To be done: Give back exactly the lines starting at the one with "Indicate the pedestrian" and ending at the last line of the data below. Pictures are not part of the copy.
Start Entries provided
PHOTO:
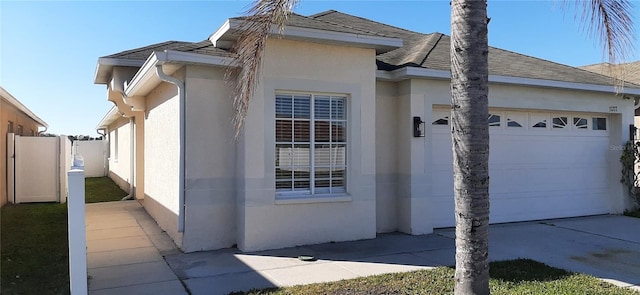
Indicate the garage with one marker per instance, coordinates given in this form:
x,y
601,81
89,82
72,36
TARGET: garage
x,y
543,164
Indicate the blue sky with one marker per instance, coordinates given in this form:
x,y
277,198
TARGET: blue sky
x,y
49,49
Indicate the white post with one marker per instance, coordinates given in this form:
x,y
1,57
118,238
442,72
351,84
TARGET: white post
x,y
77,234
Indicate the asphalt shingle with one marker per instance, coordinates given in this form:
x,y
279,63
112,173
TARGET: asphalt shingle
x,y
630,71
429,51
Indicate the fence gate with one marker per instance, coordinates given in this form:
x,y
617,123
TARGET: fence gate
x,y
36,169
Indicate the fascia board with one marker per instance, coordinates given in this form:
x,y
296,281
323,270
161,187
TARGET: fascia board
x,y
143,76
146,74
413,72
106,64
108,118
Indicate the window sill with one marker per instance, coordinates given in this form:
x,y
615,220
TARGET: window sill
x,y
284,200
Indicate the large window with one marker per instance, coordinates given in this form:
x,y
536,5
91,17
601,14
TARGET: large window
x,y
311,141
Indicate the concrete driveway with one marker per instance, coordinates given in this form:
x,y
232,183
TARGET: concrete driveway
x,y
604,246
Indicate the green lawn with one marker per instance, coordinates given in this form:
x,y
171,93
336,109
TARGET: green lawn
x,y
507,277
34,249
34,255
633,213
102,189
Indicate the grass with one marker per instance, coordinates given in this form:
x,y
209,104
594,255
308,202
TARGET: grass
x,y
635,213
520,276
34,253
102,189
34,249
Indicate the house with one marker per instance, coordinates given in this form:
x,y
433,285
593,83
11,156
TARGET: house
x,y
630,72
328,151
18,119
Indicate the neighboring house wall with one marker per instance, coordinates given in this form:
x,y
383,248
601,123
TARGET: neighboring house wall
x,y
162,157
210,197
266,221
119,134
9,113
387,145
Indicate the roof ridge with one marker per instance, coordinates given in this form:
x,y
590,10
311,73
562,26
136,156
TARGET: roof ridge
x,y
431,36
323,13
362,18
596,64
541,59
340,25
148,47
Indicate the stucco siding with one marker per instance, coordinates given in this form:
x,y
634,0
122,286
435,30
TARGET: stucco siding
x,y
309,68
120,153
210,162
387,102
162,158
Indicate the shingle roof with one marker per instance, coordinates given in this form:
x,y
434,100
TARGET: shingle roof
x,y
142,53
631,70
300,21
431,51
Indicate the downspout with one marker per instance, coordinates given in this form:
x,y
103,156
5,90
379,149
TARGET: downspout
x,y
102,135
132,193
181,174
43,131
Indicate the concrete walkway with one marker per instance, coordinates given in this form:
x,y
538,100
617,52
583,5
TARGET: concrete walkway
x,y
126,260
125,251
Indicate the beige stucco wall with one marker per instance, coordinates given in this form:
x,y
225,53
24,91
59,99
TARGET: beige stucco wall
x,y
210,162
406,161
387,145
119,136
162,158
263,221
10,113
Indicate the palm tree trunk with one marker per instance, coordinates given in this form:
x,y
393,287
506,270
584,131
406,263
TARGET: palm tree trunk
x,y
470,137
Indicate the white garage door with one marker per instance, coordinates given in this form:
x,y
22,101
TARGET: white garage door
x,y
541,164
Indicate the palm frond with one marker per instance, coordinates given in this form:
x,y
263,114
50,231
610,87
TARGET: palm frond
x,y
262,16
610,22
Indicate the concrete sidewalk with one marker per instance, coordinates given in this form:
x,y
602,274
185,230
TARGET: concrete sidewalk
x,y
126,249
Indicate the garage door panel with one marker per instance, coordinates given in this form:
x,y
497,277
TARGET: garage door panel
x,y
535,174
519,179
550,205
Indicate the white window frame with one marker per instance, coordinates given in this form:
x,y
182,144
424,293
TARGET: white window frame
x,y
314,191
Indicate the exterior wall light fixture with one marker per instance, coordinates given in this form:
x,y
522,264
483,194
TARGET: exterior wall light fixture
x,y
418,127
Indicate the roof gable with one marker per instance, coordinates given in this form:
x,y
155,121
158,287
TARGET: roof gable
x,y
432,51
631,70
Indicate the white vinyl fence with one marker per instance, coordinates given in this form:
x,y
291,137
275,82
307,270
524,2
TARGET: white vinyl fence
x,y
36,168
94,153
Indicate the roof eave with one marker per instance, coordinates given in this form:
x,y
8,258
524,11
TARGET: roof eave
x,y
416,72
230,30
105,66
108,118
146,79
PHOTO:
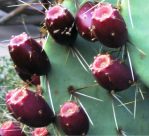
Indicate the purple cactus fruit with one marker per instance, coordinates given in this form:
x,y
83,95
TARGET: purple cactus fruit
x,y
110,27
29,107
10,128
41,132
27,77
60,24
27,54
73,119
84,21
111,73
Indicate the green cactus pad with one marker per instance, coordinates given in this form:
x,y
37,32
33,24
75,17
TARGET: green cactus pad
x,y
138,34
67,71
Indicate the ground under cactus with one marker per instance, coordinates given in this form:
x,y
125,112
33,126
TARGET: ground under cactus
x,y
70,78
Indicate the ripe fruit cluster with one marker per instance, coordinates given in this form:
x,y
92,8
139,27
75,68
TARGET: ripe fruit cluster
x,y
94,22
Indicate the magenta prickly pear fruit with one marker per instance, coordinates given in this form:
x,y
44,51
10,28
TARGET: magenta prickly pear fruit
x,y
10,128
27,77
29,108
73,119
27,54
110,28
111,73
60,24
84,21
41,132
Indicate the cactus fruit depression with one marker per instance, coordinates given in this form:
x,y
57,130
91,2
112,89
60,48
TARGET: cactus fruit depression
x,y
92,68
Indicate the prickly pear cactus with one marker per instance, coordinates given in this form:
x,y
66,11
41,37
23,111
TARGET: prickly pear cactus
x,y
138,34
107,114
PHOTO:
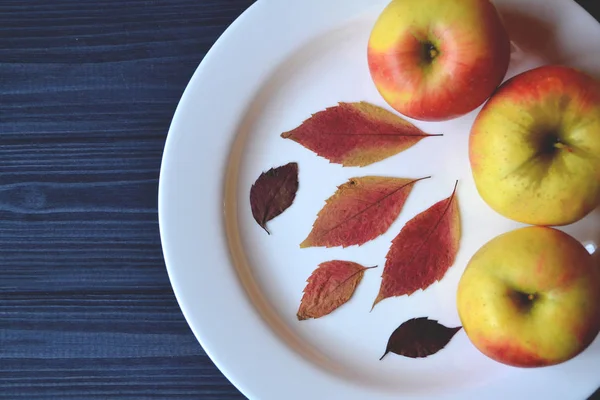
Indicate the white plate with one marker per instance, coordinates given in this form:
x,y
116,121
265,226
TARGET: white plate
x,y
239,289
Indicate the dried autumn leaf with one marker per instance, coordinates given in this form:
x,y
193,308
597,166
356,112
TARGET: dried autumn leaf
x,y
332,284
419,338
360,210
273,192
356,134
423,250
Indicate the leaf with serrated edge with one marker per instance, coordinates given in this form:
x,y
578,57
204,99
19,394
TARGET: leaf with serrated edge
x,y
273,192
332,284
356,134
419,338
423,251
359,211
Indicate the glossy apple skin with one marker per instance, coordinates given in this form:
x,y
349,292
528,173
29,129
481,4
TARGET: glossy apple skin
x,y
560,321
472,55
535,147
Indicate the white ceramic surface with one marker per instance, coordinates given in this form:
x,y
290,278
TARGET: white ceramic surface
x,y
239,288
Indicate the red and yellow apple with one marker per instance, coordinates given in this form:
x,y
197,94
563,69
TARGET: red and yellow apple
x,y
535,147
531,298
438,59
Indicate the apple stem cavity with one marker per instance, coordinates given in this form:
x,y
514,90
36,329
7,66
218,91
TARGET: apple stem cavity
x,y
430,52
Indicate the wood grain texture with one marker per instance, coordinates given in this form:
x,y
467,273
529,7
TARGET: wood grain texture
x,y
87,92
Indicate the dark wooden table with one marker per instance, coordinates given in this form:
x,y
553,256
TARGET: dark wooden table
x,y
87,92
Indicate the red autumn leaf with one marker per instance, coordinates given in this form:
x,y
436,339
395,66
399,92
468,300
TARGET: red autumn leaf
x,y
419,338
360,210
356,134
423,250
273,192
332,284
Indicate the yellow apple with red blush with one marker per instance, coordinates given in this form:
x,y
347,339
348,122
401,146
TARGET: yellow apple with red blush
x,y
531,298
435,60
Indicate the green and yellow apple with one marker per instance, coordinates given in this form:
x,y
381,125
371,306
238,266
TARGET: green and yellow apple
x,y
531,298
438,59
535,147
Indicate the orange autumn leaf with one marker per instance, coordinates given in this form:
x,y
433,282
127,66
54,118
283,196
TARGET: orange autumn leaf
x,y
356,134
359,211
332,284
423,251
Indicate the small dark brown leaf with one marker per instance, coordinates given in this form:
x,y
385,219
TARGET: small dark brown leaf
x,y
273,192
419,338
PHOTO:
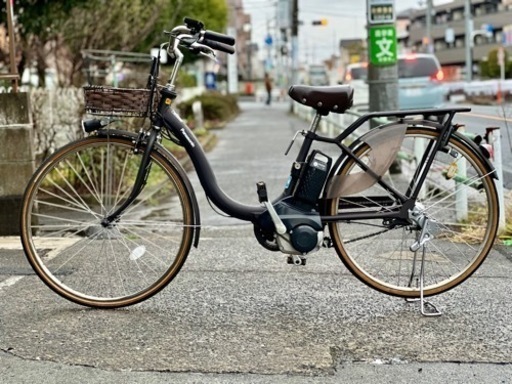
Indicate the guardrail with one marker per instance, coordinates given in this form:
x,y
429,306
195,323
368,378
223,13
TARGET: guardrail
x,y
334,123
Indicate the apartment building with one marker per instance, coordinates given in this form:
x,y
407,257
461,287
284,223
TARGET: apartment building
x,y
492,27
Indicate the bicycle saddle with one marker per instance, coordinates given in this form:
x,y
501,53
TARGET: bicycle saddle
x,y
324,99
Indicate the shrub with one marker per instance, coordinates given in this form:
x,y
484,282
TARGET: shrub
x,y
216,106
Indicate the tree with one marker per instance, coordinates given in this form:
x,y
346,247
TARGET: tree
x,y
58,31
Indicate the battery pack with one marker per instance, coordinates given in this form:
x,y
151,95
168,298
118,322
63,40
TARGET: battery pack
x,y
313,177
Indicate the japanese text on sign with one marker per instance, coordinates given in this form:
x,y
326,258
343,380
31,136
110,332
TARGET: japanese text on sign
x,y
381,11
383,45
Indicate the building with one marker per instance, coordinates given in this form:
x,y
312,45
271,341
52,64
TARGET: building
x,y
492,27
240,22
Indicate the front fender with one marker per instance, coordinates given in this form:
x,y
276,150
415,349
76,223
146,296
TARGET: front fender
x,y
178,168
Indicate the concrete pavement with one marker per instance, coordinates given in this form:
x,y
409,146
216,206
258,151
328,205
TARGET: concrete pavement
x,y
240,314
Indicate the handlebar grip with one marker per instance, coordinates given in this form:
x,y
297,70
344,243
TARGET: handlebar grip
x,y
219,37
219,46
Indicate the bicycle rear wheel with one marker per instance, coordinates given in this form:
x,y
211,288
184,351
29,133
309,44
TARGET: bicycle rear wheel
x,y
106,266
459,194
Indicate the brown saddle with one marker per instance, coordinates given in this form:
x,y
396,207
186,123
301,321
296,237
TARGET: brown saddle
x,y
324,99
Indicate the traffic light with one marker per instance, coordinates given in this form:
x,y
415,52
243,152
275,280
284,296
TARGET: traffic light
x,y
320,22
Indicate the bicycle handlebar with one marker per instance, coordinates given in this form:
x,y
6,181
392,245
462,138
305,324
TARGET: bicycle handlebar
x,y
195,38
218,46
219,37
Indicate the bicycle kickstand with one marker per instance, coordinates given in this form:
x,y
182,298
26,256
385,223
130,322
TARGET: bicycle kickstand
x,y
424,303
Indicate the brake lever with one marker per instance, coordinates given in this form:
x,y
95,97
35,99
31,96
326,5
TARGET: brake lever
x,y
210,56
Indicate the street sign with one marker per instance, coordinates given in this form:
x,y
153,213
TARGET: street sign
x,y
383,50
381,11
507,35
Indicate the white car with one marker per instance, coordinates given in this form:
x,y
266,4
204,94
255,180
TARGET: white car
x,y
420,82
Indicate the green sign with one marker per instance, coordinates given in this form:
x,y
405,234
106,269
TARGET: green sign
x,y
382,44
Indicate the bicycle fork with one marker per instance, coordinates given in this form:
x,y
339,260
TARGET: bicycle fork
x,y
142,175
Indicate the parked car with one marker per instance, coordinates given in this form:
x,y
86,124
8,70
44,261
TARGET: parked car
x,y
420,81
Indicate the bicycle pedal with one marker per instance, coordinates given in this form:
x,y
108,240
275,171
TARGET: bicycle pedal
x,y
296,260
327,243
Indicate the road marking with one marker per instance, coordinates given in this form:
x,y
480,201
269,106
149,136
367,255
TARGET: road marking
x,y
490,117
10,281
55,245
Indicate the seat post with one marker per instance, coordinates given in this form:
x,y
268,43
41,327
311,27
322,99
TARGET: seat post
x,y
316,121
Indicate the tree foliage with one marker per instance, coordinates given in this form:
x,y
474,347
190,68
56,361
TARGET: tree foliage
x,y
55,32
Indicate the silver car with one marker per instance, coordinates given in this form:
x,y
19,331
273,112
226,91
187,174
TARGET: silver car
x,y
420,82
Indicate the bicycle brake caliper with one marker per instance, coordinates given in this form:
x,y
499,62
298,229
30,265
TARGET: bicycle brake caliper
x,y
428,228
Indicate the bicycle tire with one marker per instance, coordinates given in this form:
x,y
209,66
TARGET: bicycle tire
x,y
121,264
380,256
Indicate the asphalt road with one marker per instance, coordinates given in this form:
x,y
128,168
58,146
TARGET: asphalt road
x,y
239,314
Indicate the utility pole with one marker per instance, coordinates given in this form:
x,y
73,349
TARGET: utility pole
x,y
469,40
430,46
295,44
382,54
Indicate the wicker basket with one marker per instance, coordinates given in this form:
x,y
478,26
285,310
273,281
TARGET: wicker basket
x,y
117,101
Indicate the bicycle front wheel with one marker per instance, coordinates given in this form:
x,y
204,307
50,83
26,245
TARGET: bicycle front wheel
x,y
97,265
458,197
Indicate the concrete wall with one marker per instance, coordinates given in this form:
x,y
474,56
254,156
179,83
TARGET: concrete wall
x,y
16,158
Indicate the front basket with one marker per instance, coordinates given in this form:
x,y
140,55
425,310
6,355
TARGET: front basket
x,y
117,101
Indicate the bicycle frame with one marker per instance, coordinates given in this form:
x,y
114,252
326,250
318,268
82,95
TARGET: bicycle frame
x,y
175,125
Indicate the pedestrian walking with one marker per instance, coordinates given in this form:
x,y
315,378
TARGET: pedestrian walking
x,y
268,88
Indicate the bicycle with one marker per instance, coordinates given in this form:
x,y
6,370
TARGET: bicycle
x,y
127,216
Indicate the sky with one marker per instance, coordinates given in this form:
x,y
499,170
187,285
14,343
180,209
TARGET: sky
x,y
346,19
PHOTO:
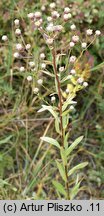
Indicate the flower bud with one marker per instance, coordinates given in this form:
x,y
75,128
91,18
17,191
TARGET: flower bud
x,y
31,64
89,31
18,32
19,47
66,10
84,45
28,46
72,59
67,16
40,81
16,55
73,27
22,69
35,90
29,78
4,38
75,38
61,69
72,44
43,65
53,99
42,56
16,22
80,80
97,32
73,72
85,84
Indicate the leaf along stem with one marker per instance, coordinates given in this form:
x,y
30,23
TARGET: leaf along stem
x,y
60,112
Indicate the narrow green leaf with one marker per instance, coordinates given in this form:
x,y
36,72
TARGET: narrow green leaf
x,y
63,156
68,102
51,141
66,141
73,145
74,191
6,140
61,170
50,109
79,166
59,187
57,127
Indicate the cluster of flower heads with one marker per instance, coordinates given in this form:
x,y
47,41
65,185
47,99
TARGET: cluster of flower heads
x,y
52,27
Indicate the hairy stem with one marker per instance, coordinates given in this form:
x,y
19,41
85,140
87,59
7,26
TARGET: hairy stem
x,y
59,94
60,111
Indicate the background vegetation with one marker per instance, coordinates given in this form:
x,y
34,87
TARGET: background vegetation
x,y
27,165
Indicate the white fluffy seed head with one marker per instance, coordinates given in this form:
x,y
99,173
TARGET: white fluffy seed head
x,y
16,22
29,78
66,10
72,59
18,31
73,72
28,46
72,44
53,99
30,15
16,55
73,27
40,82
66,17
75,38
31,64
35,90
89,31
85,84
84,45
80,80
19,47
22,69
4,38
52,5
61,69
43,65
97,32
42,56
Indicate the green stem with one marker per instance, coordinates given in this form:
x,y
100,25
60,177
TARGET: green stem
x,y
60,111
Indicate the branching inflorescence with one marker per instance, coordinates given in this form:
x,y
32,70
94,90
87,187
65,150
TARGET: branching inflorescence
End Entries provided
Result of the task:
Indicate the pedestrian walking with one marker per instance, coordinates given in this form:
x,y
315,378
TARGET: pedestrian walking
x,y
268,88
Indicate the bicycle with one marker per instance, coordinates given in this form:
x,y
6,370
TARGET: bicycle
x,y
127,216
Indicate the sky with one marker per instance, coordinates given in this form:
x,y
499,170
187,285
14,343
180,209
TARGET: sky
x,y
346,19
PHOTO:
Indicate the flower bud with one marker per instance, coordinates given in this form:
x,y
75,128
91,18
17,191
TARGET: flower bud
x,y
31,64
89,31
18,32
19,47
66,10
84,45
28,46
72,59
67,16
40,81
16,55
73,27
22,69
35,90
29,78
4,38
75,38
61,69
72,44
43,65
53,99
42,56
16,22
80,80
97,32
73,72
85,84
Indicate the leaf along stem with one marker per instance, coordinates given in this form:
x,y
30,23
TARGET: leaf along stem
x,y
60,112
Indicate the narrow green leaf with one marker per instance, coordinates given in this form:
x,y
36,72
TARGET: narrow green leaf
x,y
63,156
68,102
51,141
66,141
73,145
74,191
6,140
61,170
50,109
79,166
59,187
57,127
Indicate the cluster of flower heads with one marker per instance, coordinates given in this form:
x,y
47,41
65,185
47,99
TARGET: cluster of flower heads
x,y
52,27
Indicate the hairy stem with one marker per instance, coordinates given in this form:
x,y
19,41
85,140
87,59
7,26
TARGET: hairy stem
x,y
59,94
60,111
Indicate the background vegetation with one marker per instance, coordinates given in this form:
x,y
34,87
TARGET: background vegetation
x,y
27,165
Indicate the white fluffy seed head with one marker per instance, coordinates given in this form:
x,y
99,173
TARGET: white fluffy seed head
x,y
16,22
29,78
66,10
72,59
18,31
73,72
28,46
72,44
53,99
30,15
16,55
73,27
40,82
66,17
75,38
31,64
35,90
89,31
85,84
84,45
80,80
19,47
22,69
4,38
52,5
61,69
43,65
97,32
42,56
Indicate the green stem with one marker per instance, coordinates given in this form:
x,y
100,25
60,177
TARGET: green stem
x,y
60,111
Indicate the branching inflorescence with one marker per instance, coordinates given in this form:
x,y
32,70
94,90
87,187
65,150
TARGET: branching inflorescence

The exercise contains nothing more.